• Problem to work on:
From the first line of the entries below through the line bearing "task | put a marker on each instance of the small", write out each line exactly. Omit pictures.

[Point localization data]
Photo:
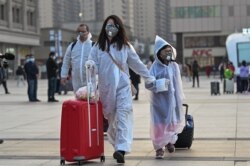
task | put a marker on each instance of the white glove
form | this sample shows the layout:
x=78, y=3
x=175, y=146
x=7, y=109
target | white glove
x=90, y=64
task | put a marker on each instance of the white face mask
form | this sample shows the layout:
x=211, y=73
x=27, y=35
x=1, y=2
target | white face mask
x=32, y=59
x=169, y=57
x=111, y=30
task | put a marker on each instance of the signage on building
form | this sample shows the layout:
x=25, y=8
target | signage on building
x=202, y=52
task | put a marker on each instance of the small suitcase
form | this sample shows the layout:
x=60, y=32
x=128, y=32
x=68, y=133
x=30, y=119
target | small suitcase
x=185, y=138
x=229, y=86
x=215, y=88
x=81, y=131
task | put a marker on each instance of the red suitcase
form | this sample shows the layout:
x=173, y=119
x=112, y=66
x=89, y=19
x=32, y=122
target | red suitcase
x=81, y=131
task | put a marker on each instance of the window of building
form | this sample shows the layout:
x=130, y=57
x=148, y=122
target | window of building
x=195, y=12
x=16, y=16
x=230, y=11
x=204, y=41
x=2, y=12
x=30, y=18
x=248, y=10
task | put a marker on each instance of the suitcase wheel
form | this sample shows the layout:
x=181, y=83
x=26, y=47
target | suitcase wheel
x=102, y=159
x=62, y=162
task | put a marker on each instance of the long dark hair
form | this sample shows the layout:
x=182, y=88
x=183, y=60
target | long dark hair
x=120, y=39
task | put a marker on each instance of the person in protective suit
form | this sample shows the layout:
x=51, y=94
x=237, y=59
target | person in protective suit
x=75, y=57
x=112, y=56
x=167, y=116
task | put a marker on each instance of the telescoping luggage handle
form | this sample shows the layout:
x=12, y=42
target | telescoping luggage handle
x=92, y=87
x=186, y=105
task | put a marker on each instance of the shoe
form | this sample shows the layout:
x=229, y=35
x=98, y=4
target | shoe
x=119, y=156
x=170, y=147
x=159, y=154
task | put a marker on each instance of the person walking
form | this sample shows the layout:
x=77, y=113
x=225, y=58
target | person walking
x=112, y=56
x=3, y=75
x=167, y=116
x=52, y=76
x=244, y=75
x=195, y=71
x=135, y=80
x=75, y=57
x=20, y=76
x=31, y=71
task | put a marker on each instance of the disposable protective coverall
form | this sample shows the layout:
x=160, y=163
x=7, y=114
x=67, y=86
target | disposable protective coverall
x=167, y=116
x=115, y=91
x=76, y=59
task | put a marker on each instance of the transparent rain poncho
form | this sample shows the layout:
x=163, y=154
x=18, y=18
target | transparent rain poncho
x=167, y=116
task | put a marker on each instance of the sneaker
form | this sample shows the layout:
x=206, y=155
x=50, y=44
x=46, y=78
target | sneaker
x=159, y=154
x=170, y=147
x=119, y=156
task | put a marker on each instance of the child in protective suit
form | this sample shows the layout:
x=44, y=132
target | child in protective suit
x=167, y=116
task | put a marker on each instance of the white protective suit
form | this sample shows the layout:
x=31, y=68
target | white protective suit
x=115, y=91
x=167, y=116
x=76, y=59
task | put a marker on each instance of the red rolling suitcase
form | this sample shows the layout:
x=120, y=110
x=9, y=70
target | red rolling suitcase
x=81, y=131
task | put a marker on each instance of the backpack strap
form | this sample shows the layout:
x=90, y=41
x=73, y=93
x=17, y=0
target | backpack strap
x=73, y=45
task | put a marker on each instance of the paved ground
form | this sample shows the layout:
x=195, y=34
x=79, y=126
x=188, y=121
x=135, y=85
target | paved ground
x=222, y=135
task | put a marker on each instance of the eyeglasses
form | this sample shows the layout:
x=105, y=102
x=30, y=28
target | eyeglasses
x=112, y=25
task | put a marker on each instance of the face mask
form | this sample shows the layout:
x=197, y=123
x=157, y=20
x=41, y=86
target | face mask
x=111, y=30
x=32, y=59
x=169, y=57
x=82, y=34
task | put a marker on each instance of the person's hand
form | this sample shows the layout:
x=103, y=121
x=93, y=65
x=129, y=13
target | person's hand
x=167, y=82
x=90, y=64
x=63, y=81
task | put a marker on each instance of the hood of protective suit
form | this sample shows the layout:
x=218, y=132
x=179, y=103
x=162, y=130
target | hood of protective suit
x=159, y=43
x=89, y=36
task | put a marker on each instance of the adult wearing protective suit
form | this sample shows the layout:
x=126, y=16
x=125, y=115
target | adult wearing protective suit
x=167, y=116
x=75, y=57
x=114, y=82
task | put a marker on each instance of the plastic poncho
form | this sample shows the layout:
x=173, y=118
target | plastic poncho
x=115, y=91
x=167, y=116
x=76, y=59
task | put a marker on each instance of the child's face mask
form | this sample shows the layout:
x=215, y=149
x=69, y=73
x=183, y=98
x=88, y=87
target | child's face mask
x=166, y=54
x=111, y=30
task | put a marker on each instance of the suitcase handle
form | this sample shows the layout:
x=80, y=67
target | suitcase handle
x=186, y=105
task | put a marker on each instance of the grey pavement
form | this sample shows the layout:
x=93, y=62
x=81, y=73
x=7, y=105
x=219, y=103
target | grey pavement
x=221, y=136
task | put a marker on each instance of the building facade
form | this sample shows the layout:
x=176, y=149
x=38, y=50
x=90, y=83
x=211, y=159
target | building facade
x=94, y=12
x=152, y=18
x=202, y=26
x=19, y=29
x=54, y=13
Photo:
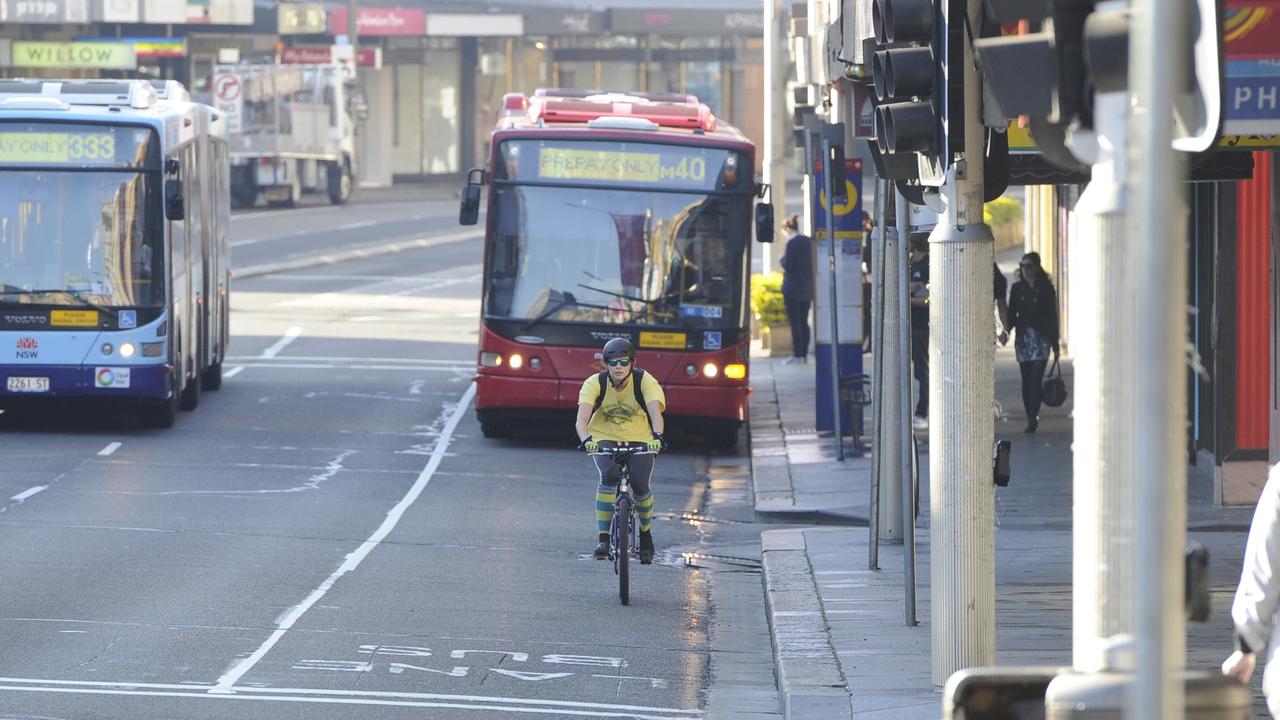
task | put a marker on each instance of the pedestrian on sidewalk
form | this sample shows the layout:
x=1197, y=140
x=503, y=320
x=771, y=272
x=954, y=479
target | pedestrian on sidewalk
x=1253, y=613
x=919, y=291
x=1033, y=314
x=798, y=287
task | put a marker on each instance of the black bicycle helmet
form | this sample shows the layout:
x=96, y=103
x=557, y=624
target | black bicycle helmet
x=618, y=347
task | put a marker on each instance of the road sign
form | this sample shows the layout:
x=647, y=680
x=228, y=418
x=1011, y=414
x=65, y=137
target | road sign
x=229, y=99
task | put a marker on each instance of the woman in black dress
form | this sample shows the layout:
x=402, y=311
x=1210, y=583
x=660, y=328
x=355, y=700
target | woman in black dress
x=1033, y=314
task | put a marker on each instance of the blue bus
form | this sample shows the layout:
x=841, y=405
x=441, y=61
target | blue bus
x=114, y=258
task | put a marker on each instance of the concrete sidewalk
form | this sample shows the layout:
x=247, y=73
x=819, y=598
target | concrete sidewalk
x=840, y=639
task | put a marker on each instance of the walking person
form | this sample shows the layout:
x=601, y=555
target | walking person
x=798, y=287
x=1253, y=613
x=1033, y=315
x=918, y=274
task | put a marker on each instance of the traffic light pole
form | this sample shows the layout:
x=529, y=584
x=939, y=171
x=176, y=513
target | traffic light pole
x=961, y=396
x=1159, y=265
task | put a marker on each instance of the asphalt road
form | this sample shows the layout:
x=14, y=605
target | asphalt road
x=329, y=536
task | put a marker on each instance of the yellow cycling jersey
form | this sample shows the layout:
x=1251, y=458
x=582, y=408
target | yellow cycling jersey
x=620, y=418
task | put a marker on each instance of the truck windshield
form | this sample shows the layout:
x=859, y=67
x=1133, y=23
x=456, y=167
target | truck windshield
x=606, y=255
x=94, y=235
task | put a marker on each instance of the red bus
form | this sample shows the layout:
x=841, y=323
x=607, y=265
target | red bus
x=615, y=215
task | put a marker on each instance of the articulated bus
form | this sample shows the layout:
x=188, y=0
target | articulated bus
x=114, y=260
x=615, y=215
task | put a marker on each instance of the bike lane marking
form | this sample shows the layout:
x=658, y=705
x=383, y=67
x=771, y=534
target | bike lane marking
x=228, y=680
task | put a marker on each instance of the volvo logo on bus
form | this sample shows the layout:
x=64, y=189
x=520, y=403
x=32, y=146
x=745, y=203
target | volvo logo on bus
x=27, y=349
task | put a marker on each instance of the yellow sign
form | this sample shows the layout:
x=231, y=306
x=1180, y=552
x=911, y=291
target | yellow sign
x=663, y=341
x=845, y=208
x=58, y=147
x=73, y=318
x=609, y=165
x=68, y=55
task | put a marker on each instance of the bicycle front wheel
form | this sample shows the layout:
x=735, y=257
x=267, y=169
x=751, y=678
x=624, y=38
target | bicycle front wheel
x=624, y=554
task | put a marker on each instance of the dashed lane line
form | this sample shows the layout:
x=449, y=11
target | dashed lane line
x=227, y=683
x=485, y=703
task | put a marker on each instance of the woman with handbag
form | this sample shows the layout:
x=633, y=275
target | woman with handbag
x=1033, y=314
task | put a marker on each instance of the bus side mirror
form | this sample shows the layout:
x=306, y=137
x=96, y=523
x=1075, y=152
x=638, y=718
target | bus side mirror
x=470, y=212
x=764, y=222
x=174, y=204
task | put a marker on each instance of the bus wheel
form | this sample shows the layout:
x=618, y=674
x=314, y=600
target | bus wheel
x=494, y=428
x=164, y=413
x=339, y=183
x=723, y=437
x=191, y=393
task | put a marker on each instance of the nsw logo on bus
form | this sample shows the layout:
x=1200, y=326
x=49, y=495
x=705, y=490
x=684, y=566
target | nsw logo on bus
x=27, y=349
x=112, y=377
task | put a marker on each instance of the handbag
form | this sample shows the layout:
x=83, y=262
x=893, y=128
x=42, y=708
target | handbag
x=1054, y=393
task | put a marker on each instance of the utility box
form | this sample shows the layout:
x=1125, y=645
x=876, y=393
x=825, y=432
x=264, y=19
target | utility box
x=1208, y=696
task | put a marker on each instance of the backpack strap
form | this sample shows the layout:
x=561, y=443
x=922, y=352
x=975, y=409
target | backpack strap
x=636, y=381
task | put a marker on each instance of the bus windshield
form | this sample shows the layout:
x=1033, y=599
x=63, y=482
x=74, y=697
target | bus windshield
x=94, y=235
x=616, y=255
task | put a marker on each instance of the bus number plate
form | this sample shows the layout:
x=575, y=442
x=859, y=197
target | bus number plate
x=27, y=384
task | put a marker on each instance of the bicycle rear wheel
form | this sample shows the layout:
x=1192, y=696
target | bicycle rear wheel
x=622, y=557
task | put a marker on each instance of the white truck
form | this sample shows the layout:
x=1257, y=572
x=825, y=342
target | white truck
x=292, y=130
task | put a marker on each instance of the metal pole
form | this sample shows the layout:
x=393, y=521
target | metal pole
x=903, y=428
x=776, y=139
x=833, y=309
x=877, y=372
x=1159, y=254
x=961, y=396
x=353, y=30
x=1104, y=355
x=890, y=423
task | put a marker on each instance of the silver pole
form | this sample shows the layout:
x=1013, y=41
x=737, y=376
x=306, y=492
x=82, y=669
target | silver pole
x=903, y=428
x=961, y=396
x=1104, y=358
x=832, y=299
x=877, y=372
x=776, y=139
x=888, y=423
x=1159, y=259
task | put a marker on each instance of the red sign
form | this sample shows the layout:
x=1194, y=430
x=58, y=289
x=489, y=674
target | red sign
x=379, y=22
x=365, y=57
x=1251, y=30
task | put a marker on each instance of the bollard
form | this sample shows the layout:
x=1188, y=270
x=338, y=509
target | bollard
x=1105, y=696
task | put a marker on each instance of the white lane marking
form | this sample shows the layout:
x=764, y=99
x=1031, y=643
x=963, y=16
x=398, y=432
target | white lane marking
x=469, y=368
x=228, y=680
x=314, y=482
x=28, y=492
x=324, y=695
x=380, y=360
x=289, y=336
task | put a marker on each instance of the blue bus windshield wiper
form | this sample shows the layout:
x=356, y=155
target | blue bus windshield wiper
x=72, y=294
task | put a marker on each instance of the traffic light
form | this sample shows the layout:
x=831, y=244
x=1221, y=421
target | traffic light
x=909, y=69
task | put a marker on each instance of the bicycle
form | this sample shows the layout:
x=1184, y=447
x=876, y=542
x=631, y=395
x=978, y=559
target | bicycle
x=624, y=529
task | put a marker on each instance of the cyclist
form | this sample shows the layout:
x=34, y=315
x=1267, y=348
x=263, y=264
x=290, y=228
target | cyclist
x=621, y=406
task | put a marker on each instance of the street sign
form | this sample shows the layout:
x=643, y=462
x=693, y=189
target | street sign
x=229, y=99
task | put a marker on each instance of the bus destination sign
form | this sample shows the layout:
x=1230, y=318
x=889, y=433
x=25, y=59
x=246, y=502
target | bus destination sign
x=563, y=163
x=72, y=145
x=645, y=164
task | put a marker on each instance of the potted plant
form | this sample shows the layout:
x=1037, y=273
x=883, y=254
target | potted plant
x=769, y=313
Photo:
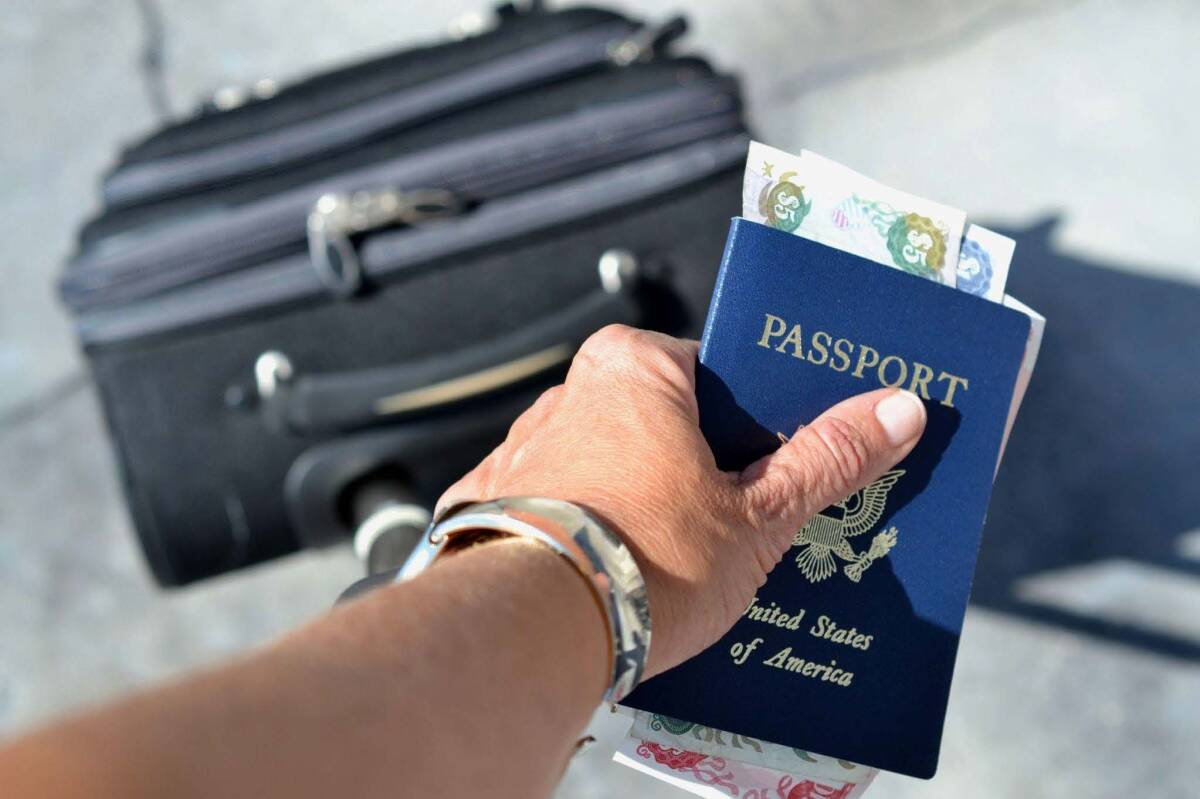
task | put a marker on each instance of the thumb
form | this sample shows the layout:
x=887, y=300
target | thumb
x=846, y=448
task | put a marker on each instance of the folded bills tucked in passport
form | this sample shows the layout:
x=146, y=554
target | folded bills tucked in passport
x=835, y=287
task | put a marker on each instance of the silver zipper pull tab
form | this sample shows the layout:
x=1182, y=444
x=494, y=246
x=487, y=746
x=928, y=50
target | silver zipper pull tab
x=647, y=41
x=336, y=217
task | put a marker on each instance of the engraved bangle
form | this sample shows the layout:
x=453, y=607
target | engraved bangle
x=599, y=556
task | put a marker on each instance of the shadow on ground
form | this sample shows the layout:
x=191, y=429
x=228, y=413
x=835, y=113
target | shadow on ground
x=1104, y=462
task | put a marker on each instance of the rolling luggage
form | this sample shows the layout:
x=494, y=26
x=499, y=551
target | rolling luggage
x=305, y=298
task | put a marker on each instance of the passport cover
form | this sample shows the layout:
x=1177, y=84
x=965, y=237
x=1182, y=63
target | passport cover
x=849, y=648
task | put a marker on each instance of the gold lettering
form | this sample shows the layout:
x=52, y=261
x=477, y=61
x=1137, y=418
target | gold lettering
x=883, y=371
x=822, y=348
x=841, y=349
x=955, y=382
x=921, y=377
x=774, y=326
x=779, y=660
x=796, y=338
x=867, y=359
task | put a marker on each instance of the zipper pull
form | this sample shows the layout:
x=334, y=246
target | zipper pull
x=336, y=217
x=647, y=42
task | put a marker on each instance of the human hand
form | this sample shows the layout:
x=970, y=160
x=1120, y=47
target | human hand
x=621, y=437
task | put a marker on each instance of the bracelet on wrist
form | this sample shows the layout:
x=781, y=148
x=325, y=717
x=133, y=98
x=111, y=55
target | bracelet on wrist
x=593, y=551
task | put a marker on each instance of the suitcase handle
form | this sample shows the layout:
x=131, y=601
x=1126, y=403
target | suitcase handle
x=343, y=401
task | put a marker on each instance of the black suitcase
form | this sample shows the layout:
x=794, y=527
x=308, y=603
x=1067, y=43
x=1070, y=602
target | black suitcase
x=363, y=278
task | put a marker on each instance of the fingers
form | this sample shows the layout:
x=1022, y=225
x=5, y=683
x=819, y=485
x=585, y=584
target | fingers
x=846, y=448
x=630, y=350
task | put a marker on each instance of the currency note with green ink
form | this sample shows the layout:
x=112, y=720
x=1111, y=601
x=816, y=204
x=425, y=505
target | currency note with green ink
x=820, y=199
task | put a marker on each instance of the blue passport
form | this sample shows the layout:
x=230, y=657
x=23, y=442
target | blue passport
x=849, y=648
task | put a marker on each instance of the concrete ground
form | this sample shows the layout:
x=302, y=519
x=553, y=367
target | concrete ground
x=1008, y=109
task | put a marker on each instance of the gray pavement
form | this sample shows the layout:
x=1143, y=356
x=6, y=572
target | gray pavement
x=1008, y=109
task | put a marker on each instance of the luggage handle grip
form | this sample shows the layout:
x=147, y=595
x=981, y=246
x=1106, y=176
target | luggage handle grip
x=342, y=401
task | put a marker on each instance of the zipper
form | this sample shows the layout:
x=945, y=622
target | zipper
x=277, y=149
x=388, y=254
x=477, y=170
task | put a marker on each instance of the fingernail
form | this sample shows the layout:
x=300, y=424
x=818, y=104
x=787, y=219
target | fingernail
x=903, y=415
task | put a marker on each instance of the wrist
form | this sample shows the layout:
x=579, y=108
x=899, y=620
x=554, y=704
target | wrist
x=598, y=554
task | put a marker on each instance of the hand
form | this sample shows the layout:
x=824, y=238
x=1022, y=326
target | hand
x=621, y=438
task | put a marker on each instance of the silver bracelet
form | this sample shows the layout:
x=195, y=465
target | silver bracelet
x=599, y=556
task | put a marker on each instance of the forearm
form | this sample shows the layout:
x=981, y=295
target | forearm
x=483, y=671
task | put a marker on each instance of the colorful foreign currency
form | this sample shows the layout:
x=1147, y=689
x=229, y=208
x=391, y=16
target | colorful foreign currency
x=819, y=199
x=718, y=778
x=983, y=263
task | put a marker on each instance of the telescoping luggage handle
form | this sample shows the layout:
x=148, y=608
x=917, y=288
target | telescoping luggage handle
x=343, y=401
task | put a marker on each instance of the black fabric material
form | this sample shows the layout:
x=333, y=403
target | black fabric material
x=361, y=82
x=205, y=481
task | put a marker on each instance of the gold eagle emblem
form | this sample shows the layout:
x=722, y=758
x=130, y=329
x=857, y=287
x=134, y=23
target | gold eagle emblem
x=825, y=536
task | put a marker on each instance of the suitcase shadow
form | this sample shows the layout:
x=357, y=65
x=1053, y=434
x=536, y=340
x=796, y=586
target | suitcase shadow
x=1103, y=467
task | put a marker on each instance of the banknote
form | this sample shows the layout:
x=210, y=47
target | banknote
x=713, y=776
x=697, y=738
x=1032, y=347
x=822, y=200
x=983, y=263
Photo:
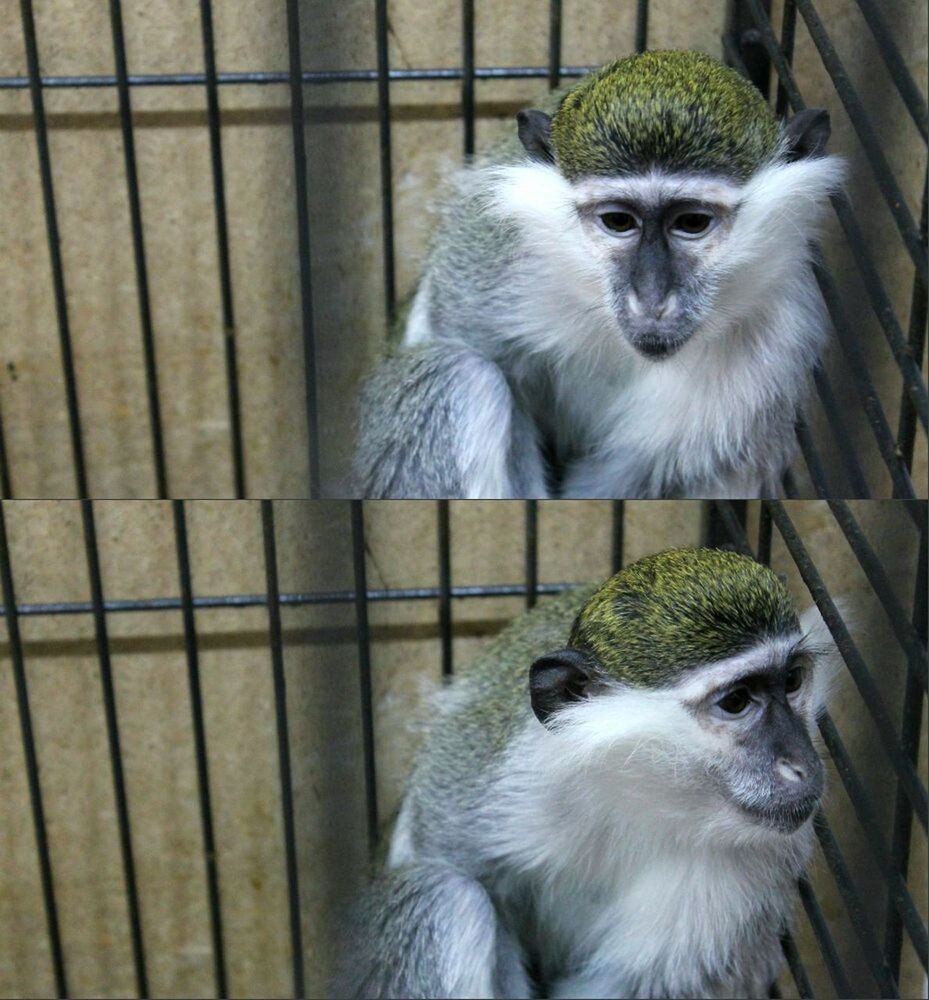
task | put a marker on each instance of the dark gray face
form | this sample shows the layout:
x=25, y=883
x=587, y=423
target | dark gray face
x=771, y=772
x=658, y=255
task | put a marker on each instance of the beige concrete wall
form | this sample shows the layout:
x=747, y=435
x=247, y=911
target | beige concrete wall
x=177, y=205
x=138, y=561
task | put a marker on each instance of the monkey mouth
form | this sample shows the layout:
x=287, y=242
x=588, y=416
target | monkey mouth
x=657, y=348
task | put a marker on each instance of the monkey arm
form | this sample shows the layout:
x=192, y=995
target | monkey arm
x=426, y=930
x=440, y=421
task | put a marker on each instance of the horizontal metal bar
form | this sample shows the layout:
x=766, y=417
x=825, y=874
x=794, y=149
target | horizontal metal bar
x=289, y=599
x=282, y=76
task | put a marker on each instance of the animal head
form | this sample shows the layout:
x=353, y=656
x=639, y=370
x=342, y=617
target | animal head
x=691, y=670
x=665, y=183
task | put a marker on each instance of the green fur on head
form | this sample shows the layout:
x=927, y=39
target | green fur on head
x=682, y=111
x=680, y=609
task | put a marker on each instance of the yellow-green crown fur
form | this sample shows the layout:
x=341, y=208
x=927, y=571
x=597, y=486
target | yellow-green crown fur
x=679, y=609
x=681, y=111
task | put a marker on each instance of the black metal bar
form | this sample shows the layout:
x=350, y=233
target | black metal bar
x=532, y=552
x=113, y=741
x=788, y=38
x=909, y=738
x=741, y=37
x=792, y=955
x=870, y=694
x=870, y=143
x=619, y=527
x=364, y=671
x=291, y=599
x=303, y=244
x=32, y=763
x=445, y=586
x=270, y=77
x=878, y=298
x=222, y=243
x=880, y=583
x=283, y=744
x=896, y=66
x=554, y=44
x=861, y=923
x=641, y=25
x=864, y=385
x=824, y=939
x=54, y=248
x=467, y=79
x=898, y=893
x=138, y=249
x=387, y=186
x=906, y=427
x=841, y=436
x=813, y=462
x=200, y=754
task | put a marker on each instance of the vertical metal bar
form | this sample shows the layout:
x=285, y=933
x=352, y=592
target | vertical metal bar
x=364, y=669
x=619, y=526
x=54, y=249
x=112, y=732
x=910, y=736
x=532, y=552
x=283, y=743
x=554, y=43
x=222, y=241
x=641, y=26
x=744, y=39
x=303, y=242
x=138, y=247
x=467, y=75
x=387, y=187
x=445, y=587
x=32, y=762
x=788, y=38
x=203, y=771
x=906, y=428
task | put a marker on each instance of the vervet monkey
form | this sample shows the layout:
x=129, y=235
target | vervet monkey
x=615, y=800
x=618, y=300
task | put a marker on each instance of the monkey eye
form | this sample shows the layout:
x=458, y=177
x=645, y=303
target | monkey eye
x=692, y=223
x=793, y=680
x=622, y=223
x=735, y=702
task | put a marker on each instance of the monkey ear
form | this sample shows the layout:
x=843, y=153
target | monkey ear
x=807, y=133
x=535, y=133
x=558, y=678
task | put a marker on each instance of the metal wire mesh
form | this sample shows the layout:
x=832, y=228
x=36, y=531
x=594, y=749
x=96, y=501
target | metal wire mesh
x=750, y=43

• Answer below:
Photo:
task | put a marker on each instance of the white glove
form | this sample shows the layout:
x=78, y=3
x=175, y=146
x=7, y=109
target | white glove
x=90, y=64
task | put a marker on each instance of the white face mask
form | this sample shows the layout:
x=211, y=73
x=27, y=35
x=1, y=2
target | white face mask
x=32, y=59
x=169, y=57
x=111, y=30
task | put a marker on each instance of the signage on building
form | this sample shows the layout:
x=25, y=8
target | signage on building
x=202, y=52
task | put a marker on each instance of the small suitcase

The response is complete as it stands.